***** Excerto do documento

O que você acha do acordo ortográfico e da chamada lusofonia.

O acordo não me ofende nem me arrefece. Como dizia o Deleuze há que gaguejar na língua para que a língua no seu próprio interior se torne bilingue, isto é, cito-o, o multilinguismo não é apenas a posse de vários sistemas mas antes de tudo a linha de fuga ou de variação que afecta cada sistema impedindo-o de ser homogéneo. Isto que sublinho é o que me importa no manejo de uma língua, é o que sempre foi feito por alguns e é o que continuará a ser feito, e isto não há acordo que o impeça. Agora, há o aspecto político da questão e aí é claro que o acordo existe para favorecer a indústria do livro brasileira, o resto são balelas.

Quanto à lusofonia manifesto reservas. Não sei como é no Brasil mas em Portugal fala-se em lusofonia como um efeito hipnótico que levaria logo a uma bacalhauzada entre os falantes de português. Para Moçambique é um termo controverso, associado ao neo-colonialismo. E de facto é preciso perguntar que sentido faz falar em «lusofonia» num país em que só oito por cento dos seus habitantes é que tem o português como língua mãe. Mesmo que o português seja a língua oficial, os códigos e as performances da língua aqui são distintas, verificando-se um crescendo de contaminações das línguas nativas e do inglês na textura do português, assim como a presença de deslizes semânticos que introduzem variações quer de significado, quer sintácticas, que tornam a sua tradução uma história de diferimento e não um rastro contínuo. Aparentemente falamos a mesma língua, mas os códigos e protocolos da língua e os valores dos seus significados são tão díspares que nos sentimos num perpétuo território estrangeiro, o qual está minado pelos equívocos e mal-entendidos com que a aparência de uma língua comum, transparente, tornou bélico o terreno.

A lusofonia é uma cortina de fumo para que as embaixadas possam não falar entre si de coisas concretas, urgentes e necessárias. Com o álibi dessa suposta base identitária faz-se de conta que está tudo bem para não se investir em nenhum tipo de comprometimento sério.

**********
***** Dados fornecidos

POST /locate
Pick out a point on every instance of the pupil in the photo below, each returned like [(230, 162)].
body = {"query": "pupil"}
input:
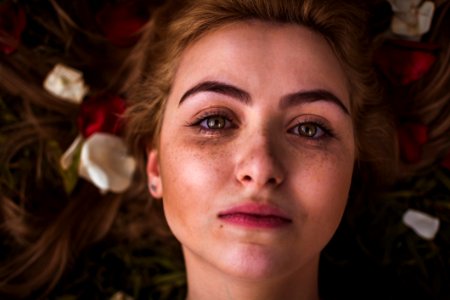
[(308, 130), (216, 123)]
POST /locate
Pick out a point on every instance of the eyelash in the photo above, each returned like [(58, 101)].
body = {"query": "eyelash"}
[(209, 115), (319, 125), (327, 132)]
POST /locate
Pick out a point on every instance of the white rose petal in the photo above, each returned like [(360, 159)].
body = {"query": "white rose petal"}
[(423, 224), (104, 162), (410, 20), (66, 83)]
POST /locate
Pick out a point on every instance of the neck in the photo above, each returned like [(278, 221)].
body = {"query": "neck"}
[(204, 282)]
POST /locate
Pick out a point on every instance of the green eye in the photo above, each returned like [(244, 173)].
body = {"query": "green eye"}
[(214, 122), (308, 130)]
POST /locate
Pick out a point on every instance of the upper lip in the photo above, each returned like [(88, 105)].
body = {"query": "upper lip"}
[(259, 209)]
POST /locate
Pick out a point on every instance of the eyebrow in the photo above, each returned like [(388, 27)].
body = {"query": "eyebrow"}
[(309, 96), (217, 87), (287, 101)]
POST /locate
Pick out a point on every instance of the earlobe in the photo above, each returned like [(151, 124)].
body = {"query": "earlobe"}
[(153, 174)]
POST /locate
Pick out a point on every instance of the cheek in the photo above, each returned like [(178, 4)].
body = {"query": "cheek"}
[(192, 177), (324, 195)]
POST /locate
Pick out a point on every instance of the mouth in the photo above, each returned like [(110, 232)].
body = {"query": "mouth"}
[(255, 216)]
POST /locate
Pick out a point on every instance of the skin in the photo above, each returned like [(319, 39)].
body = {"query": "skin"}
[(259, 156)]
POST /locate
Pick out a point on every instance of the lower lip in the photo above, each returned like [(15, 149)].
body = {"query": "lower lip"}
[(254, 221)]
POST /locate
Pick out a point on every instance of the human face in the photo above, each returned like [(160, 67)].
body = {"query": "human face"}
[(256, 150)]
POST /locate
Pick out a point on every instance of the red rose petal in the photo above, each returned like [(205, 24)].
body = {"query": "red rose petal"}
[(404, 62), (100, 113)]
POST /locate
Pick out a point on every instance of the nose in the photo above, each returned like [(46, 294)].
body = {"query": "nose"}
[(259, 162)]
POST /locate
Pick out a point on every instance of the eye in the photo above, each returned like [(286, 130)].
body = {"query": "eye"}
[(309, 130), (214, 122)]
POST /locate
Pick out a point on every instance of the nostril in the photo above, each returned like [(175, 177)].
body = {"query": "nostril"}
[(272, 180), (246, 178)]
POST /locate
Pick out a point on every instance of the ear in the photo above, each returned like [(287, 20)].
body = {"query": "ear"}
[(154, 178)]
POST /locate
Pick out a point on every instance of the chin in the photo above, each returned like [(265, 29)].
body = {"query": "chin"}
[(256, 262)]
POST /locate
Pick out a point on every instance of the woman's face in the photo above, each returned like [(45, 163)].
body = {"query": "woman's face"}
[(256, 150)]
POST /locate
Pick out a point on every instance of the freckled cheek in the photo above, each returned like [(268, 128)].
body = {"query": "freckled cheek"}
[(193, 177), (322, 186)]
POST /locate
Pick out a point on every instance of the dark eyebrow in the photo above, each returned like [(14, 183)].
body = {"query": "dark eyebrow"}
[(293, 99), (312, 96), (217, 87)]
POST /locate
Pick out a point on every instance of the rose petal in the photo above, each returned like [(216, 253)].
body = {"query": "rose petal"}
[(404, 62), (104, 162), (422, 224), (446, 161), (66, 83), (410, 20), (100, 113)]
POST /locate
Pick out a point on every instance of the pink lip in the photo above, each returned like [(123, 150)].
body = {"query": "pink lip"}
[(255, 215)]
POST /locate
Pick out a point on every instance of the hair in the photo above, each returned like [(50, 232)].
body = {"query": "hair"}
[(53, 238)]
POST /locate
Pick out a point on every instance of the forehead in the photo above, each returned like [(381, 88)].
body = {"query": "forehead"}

**********
***** Dados fornecidos

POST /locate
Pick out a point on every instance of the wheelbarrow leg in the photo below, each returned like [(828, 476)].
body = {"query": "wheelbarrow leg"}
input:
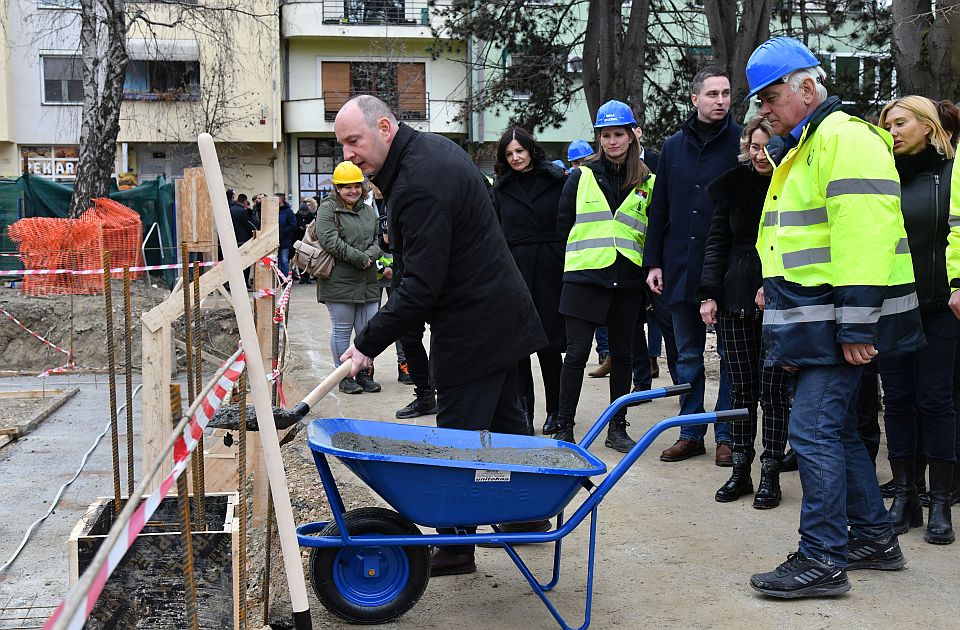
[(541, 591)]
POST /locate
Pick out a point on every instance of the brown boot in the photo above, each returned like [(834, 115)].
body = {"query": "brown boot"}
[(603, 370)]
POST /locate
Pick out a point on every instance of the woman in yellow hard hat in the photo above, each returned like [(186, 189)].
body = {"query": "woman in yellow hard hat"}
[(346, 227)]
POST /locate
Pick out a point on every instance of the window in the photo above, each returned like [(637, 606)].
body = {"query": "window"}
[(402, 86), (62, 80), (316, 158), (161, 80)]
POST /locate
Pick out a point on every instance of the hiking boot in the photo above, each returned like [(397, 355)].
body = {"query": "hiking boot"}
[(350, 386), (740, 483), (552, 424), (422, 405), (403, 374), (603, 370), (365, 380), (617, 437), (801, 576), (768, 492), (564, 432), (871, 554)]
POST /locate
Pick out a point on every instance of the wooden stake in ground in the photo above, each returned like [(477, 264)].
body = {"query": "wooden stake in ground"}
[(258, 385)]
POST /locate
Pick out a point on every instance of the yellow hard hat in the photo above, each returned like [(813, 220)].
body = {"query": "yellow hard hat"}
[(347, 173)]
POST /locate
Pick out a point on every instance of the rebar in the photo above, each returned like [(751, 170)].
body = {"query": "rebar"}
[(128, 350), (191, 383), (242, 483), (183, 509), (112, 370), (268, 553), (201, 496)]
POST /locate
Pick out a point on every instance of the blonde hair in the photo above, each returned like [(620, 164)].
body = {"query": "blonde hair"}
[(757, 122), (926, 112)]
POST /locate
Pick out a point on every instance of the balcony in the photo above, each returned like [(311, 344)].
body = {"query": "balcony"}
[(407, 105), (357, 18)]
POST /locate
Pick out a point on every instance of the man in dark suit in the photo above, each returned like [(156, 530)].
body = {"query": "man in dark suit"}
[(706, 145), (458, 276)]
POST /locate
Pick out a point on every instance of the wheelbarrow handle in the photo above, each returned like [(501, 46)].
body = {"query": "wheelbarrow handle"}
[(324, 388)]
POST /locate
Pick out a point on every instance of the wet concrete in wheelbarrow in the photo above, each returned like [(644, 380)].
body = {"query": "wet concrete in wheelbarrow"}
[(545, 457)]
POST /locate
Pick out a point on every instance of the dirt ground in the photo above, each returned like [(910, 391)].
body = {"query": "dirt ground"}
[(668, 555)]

**********

=== Tarefas ===
1. Copie do texto sobre a lusofonia o trecho que vai de "O acordo não" até "resto são balelas.".
2. Escreva o que se segue à última frase do texto sobre a lusofonia.

=== Respostas por tarefa ===
1.
O acordo não me ofende nem me arrefece. Como dizia o Deleuze há que gaguejar na língua para que a língua no seu próprio interior se torne bilingue, isto é, cito-o, o multilinguismo não é apenas a posse de vários sistemas mas antes de tudo a linha de fuga ou de variação que afecta cada sistema impedindo-o de ser homogéneo. Isto que sublinho é o que me importa no manejo de uma língua, é o que sempre foi feito por alguns e é o que continuará a ser feito, e isto não há acordo que o impeça. Agora, há o aspecto político da questão e aí é claro que o acordo existe para favorecer a indústria do livro brasileira, o resto são balelas.

2.
É como Prémio Camões. Em 2001 fui ao Brasil, tinha acabado de lançar Inferno, que escrevi em parceria com a Maria Velho da Costa, a quem fora atribuído o prémio há 2 anos atrás. Fui a várias editoras brasileiras tentar vender esse e outros livros dela. Ninguém sabia quem ela era. O eco do Prémio Camões não tinha saído das embaixadas. É patético. Não entender a inocuidade disto é grave, desajustado e redutor. Por isso a lusofonia lembra-me a deselegância de estar a martirizar uma noiva, na véspera do casamento, falando-lhe obsessivamente do antigo namorado que ela faz tudo para esquecer.

O imaginário lusófono é como o sentimento da queda no Paraíso bíblico: há um misto de culpa, de rejeição e de tremenda atracção pela Eva. O aparente decoro da Eva não nos deve deixar impotentes, e convém voltar a fecundá-la, com a diferença de que agora pode ser ela a tomar as rédeas do jogo, tendo o papel activo na função. É preciso aceitar a troca das posições no leito para que a coisa volte a animar. Enquanto não se entender esta coisa primária, a lusofonia não passa da simulação das erecções de um anão ao espelho. O Eduardo Lourenço já disse tudo sobre esta matéria no seu devido tempo, mas como os políticos portugueses não têm mais nada a oferecer senão retórica agarram-se à miragem.

Cite cinco filmes e cinco livros essenciais para a sua formação e diga porquê.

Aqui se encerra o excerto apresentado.